As Mayo explained: Imetelstat is personalized medicine.
Imetelstat requires dynamic administration based on a range of individualized variables, partially define by Mayo that must be further refined to an algorithm.
Geron nor its cadre of pre-package CRO's is capable of orchestrating Imetelstat into a trial. Imetelstat needs to be further refined with a big pharma partner and trials conducted only at premier medical centers focused on its personalized administration requirements.
Because this is not clear cut, in bite size pieces for the market to swallow, we are in a tailspin.
What about the other 12 Clinical trials that GERN has already run, most of which were with Imetelstat. They have already been through the drill several times without problems with over 100 locations. What makes you think they cannot do it again?
E2W, it is my opinion, and I have experienced this as an investor, that it is easy for management to accept a low CRO bid. But, in the case of imetelstat, and I think the Mayo trial illustrates this point, that without exceptional myelofibrosis experience, treatment management could be easily botched.
If not properly monitored and managed, unacceptable side effects could shut down a trial, or fail to maximize potential efficacy. We are starting to see personalized aspects of imetelstat emerge, not in terms of genetics yet, but very dynamic dosage programs.

────────

■ TASK STATEMENT
Could you write out the passage on imetelstat again, starting at the words "Imetelstat requires dynamic" and stopping after "do it again?", but switching "premier medical centers" to "leading academic centers"?

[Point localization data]
────────

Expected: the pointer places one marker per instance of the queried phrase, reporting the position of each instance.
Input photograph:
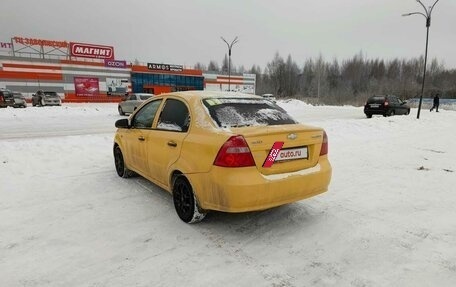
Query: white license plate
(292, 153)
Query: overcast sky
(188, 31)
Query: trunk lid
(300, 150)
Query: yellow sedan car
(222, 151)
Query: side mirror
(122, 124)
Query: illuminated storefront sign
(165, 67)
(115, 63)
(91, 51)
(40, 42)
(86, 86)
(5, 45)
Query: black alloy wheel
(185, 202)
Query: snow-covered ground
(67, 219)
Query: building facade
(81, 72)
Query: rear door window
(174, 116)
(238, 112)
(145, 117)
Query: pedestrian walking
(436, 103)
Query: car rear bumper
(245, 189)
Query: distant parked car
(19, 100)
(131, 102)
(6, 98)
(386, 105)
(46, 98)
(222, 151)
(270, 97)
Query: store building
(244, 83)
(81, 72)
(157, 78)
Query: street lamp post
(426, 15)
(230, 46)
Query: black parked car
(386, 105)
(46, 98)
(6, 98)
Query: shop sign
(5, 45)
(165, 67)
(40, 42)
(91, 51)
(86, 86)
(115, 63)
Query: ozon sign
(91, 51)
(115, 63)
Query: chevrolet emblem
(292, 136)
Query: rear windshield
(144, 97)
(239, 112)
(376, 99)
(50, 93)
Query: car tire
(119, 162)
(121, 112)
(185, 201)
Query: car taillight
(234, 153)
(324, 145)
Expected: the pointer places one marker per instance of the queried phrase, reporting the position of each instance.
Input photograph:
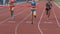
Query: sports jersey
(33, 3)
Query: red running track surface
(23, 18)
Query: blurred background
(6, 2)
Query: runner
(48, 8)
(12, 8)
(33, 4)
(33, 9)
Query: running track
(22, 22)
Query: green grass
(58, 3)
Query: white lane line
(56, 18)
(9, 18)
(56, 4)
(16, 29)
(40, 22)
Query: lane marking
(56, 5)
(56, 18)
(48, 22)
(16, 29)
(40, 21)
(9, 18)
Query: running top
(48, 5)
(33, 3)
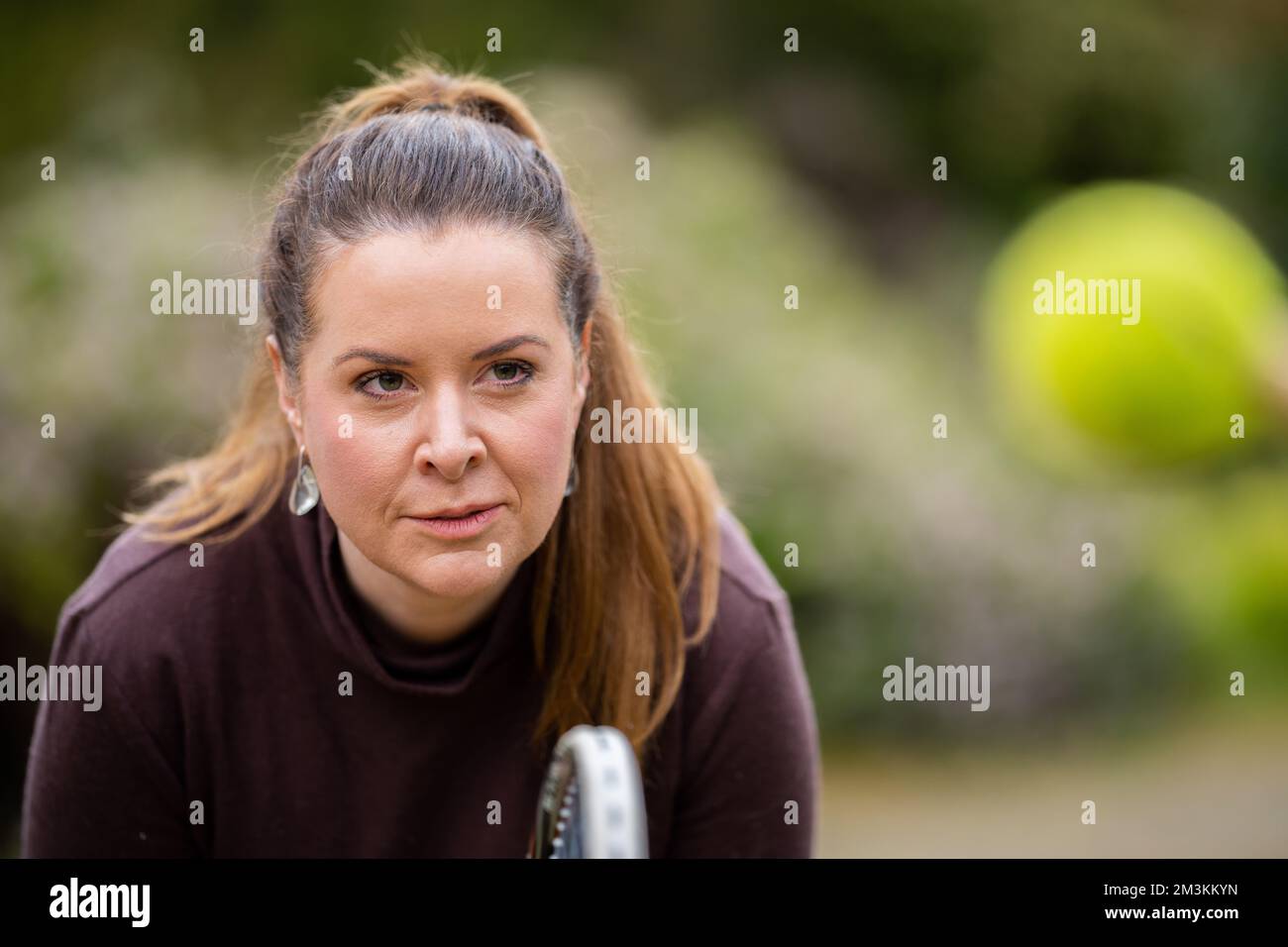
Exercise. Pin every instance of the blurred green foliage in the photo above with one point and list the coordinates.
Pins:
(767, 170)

────────

■ TASK ANSWER
Imetelstat requires dynamic administration based on a range of individualized variables, partially define by Mayo that must be further refined to an algorithm.
Geron nor its cadre of pre-package CRO's is capable of orchestrating Imetelstat into a trial. Imetelstat needs to be further refined with a big pharma partner and trials conducted only at leading academic centers focused on its personalized administration requirements.
Because this is not clear cut, in bite size pieces for the market to swallow, we are in a tailspin.
What about the other 12 Clinical trials that GERN has already run, most of which were with Imetelstat. They have already been through the drill several times without problems with over 100 locations. What makes you think they cannot do it again?